*** Opening of SELECTED PASSAGE ***
Isn’t the passage of time funny? You catch a glimpse of the sun one day and it is covered in clouds the next.
december 3, 2022
I’m crying on the 119 bus right now. It’s Saturday. My grandma is in hospice care and it feels like I’m losing my dad all over again, somehow. Losing the single largest piece of him I had the honor of holding close for longer than I could hold him. Rain dots the windows and I just passed by the NYC skyline thinking: how is it I get to experience this and so many people I love don’t?
december 29, 2022
My grandma died the Tuesday after I wrote this, three days later. We called her Damu or Grandma or Mimi. This year began and ended with the loss of both of my dad’s parents. It’s a visceral experience of timing: grief has bookended my 2022 on the cusp of 2023, a year that will mark 10 years without my dad. An entire decade. A third of my life. The numbers render me weak, really. But to know loss is to know love.
*** Close of SELECTED PASSAGE ***
*** Opening of SUPPLIED MATERIAL ***
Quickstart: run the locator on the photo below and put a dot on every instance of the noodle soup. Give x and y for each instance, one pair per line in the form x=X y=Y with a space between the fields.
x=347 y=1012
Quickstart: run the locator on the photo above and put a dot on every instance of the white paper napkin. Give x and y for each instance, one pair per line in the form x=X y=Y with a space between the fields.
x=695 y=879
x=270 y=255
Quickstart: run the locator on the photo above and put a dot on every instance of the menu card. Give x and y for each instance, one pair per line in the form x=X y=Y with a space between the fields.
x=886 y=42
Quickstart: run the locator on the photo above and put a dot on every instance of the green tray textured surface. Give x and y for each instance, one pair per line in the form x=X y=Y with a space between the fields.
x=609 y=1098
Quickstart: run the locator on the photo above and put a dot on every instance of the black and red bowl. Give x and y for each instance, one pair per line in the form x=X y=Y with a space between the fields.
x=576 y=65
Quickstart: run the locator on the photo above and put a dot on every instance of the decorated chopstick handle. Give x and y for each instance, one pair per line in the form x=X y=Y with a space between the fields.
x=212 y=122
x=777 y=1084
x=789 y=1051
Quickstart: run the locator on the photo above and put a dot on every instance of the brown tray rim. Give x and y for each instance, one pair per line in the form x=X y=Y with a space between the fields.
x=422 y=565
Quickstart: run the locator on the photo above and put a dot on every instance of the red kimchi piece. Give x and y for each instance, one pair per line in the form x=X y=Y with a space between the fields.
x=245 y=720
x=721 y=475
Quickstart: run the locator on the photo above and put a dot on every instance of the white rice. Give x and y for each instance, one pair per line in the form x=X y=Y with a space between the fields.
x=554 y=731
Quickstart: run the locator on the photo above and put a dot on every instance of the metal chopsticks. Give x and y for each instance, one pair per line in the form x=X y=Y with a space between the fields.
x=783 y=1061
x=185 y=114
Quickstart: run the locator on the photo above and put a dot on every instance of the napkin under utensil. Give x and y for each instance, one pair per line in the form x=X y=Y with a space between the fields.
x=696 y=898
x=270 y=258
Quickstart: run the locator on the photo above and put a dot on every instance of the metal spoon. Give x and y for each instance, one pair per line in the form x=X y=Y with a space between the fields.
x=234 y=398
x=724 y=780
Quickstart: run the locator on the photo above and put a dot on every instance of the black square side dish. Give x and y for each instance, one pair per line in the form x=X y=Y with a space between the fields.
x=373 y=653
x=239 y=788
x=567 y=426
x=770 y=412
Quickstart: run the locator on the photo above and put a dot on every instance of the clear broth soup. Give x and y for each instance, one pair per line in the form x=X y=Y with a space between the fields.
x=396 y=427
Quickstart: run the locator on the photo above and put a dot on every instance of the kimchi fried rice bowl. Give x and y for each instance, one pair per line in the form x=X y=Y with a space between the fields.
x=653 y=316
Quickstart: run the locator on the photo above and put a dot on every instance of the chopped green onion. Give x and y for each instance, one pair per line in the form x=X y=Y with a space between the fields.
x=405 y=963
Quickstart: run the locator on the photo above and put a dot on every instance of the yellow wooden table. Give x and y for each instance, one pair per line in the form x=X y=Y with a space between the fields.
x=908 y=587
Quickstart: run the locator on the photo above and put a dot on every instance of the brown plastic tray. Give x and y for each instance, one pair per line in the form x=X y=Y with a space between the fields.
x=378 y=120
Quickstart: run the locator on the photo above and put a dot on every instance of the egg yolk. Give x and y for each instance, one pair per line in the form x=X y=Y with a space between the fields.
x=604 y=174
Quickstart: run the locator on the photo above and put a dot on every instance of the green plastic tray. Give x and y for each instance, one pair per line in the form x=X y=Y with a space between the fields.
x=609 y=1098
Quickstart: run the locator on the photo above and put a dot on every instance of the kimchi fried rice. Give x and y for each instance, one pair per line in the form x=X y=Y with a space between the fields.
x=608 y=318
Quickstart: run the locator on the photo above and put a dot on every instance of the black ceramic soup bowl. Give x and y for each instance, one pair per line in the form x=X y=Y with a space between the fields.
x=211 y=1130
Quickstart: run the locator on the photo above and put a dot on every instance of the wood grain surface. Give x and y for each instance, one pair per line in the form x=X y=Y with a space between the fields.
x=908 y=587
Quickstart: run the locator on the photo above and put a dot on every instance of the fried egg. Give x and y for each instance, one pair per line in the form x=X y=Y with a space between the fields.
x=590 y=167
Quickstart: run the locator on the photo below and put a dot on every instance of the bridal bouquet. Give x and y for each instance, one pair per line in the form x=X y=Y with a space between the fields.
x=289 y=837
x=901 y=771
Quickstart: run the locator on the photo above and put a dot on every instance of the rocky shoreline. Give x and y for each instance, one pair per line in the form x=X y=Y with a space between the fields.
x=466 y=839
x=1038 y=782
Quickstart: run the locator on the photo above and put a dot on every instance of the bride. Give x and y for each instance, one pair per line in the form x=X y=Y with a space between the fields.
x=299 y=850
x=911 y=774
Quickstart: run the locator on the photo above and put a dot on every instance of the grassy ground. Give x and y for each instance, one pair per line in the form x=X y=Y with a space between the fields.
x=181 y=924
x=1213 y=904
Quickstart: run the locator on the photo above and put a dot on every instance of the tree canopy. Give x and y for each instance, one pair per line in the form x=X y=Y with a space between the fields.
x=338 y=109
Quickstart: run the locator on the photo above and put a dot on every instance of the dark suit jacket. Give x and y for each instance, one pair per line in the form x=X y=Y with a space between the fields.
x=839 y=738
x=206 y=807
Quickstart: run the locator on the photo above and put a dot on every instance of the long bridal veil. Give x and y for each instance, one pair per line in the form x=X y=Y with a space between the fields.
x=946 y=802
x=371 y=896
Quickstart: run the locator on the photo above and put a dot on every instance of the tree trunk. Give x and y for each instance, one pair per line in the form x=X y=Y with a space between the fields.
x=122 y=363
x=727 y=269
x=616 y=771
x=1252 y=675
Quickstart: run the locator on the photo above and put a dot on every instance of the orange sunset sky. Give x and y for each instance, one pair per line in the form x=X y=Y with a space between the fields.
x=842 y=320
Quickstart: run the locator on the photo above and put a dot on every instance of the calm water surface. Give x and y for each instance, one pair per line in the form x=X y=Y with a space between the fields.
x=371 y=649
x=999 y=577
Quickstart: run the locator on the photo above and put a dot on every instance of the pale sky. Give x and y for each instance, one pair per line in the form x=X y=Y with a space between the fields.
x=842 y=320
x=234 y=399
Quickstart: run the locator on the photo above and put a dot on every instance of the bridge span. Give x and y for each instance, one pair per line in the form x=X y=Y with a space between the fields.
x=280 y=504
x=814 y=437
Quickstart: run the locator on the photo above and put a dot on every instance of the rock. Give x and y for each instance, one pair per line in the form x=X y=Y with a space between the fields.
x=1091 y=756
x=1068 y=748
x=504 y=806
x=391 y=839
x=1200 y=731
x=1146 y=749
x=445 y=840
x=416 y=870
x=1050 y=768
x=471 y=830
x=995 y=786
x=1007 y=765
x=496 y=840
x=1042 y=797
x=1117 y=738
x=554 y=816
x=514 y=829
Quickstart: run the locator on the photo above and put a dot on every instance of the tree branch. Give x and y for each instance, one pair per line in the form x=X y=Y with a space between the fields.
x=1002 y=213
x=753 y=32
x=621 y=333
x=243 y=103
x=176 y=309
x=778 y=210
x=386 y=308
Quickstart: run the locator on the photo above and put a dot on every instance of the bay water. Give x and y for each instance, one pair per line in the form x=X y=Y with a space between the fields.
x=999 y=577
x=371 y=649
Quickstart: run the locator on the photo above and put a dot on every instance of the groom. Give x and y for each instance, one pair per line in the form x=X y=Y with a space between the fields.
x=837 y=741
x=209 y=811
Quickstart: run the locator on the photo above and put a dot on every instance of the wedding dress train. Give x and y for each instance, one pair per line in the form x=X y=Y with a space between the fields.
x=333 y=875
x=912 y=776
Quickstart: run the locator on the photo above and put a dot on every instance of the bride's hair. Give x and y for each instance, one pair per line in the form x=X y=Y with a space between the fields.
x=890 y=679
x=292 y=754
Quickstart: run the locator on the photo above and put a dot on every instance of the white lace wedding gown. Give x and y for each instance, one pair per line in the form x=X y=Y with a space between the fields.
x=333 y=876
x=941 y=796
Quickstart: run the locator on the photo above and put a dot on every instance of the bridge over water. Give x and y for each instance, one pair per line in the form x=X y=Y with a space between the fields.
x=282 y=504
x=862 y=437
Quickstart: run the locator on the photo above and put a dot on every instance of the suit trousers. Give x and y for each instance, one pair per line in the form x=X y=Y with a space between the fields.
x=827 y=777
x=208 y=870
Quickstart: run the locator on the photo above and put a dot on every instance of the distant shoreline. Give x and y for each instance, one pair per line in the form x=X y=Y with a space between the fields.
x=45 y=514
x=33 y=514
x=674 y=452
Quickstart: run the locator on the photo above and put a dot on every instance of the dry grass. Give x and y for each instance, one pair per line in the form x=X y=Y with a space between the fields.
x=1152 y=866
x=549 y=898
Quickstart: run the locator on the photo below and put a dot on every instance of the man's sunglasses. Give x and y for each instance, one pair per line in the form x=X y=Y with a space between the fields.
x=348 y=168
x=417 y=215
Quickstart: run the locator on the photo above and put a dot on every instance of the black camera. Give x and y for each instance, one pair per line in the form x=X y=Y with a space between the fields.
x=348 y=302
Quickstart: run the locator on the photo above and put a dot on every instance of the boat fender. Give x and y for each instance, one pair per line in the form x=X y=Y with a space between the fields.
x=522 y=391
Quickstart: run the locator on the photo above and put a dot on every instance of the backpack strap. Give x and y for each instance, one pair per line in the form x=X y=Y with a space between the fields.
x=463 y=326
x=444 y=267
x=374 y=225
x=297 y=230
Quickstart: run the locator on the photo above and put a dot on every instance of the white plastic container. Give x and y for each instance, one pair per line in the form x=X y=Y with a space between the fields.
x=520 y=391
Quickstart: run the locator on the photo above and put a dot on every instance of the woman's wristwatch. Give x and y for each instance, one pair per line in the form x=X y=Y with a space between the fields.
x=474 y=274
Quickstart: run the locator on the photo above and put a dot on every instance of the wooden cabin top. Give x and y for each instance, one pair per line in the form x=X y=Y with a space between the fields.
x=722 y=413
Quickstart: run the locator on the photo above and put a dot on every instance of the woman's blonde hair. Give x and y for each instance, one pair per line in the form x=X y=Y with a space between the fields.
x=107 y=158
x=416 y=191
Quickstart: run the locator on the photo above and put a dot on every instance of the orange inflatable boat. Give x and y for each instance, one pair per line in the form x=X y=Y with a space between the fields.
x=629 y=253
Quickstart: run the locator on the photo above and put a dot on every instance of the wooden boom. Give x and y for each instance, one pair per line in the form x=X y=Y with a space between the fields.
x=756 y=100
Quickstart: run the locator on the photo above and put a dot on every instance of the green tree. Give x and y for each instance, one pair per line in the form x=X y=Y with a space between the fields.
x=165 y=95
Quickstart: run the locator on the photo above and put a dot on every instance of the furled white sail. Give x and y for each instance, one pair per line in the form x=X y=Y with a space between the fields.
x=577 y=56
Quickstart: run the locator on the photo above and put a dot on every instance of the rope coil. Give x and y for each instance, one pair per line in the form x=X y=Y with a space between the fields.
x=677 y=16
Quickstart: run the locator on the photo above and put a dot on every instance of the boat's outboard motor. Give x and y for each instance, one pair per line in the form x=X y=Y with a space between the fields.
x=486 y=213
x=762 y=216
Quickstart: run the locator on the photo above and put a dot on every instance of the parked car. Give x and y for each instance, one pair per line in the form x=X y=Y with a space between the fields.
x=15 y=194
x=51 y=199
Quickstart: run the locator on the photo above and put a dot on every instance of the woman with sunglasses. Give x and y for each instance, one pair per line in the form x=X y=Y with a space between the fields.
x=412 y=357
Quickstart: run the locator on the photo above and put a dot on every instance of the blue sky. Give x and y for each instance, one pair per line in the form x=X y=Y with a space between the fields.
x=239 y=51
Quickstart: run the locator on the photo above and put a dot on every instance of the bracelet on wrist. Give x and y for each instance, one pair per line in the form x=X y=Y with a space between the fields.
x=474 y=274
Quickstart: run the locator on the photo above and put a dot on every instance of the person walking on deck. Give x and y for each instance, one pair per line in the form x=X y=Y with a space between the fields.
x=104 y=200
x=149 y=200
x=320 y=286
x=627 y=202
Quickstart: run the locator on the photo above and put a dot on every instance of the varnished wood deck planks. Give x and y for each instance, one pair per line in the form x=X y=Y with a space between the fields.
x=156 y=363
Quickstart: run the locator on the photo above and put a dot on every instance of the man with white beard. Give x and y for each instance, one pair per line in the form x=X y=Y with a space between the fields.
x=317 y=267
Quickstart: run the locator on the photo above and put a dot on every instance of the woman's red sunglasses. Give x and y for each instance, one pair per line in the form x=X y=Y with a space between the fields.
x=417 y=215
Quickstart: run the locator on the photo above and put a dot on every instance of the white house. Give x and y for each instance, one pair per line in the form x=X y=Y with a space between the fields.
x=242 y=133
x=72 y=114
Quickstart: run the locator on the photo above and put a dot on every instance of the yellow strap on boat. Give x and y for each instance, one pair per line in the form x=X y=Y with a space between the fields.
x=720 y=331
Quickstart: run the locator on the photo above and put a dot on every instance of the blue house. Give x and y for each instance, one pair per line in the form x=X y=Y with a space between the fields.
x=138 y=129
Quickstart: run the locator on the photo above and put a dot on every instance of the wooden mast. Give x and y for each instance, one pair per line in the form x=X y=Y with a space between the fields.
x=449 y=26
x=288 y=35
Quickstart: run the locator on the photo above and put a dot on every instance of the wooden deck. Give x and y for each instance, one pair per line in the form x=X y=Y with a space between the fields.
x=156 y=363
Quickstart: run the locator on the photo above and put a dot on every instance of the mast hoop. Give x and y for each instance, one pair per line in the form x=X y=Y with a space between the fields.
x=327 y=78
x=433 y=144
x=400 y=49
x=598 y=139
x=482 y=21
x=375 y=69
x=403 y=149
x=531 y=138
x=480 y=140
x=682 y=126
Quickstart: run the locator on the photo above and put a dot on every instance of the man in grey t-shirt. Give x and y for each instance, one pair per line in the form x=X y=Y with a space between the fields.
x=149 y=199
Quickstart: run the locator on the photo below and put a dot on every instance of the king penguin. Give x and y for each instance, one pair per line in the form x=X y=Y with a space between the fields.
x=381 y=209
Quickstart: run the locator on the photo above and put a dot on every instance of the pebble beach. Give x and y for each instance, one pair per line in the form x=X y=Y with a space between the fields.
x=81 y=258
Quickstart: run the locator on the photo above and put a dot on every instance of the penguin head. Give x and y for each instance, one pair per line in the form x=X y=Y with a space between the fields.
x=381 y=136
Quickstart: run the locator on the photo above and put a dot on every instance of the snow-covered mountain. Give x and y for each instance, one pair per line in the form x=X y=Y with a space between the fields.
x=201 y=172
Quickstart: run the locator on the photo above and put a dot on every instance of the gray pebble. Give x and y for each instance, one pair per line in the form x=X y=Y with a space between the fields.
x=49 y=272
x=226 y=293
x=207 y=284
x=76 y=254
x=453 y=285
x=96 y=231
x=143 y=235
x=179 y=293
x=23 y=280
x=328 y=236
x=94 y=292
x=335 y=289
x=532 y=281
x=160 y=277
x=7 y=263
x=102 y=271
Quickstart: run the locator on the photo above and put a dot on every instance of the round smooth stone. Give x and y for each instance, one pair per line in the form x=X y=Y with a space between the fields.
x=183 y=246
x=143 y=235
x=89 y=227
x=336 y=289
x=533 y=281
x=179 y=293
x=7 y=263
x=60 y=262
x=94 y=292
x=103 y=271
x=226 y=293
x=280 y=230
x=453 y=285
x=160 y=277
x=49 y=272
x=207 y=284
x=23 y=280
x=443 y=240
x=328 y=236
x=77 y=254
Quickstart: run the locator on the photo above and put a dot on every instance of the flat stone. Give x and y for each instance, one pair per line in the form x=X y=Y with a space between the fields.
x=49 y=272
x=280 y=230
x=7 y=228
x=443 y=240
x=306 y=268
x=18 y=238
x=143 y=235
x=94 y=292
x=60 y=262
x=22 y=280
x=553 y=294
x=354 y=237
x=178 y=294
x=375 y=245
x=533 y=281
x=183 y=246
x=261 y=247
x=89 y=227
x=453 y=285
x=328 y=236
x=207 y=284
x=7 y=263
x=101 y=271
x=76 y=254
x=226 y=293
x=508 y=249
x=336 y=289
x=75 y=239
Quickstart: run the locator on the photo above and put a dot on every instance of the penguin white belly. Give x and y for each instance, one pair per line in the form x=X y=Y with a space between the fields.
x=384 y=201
*** Close of SUPPLIED MATERIAL ***
TASKS
(a) In the diary text about grief, what bus is the writer riding while crying?
(b) Write out the diary text about grief from "december 3, 2022" to "to know love.", swapping "bus" for "train".
(c) Finish out the next part of the diary text about grief, picking up after its final sentence.

RESPONSES IN ORDER
(a) The 119 bus.

(b)
december 3, 2022
I’m crying on the 119 train right now. It’s Saturday. My grandma is in hospice care and it feels like I’m losing my dad all over again, somehow. Losing the single largest piece of him I had the honor of holding close for longer than I could hold him. Rain dots the windows and I just passed by the NYC skyline thinking: how is it I get to experience this and so many people I love don’t?
december 29, 2022
My grandma died the Tuesday after I wrote this, three days later. We called her Damu or Grandma or Mimi. This year began and ended with the loss of both of my dad’s parents. It’s a visceral experience of timing: grief has bookended my 2022 on the cusp of 2023, a year that will mark 10 years without my dad. An entire decade. A third of my life. The numbers render me weak, really. But to know loss is to know love.

(c)
I turned 30 this year and I feel a much deeper sense of coming into being. I carry them with me knowing full and well the depth of their love, and the depth of my love for them. Especially after losing my dad, I leave nothing on the table when it comes to expressing love and honoring loved ones. I do this with words and actions, mainly. Despite it being incredibly hard to express just how much someone means to you, I’ve tried. I wrote my grandparents a poem during Covid when isolation kept us apart. It is one of the most profound acts of love I’ve created and gifted, yet it only begins to detail their impact on my life.
My grandparents were married for 71 years. They met when they were 8 years old growing up on the same block in Staten Island. Their love and partnership was immeasurable: they radiated a sense of ease in loving one another. If I can emulate even a fraction of their joy, my life would be full.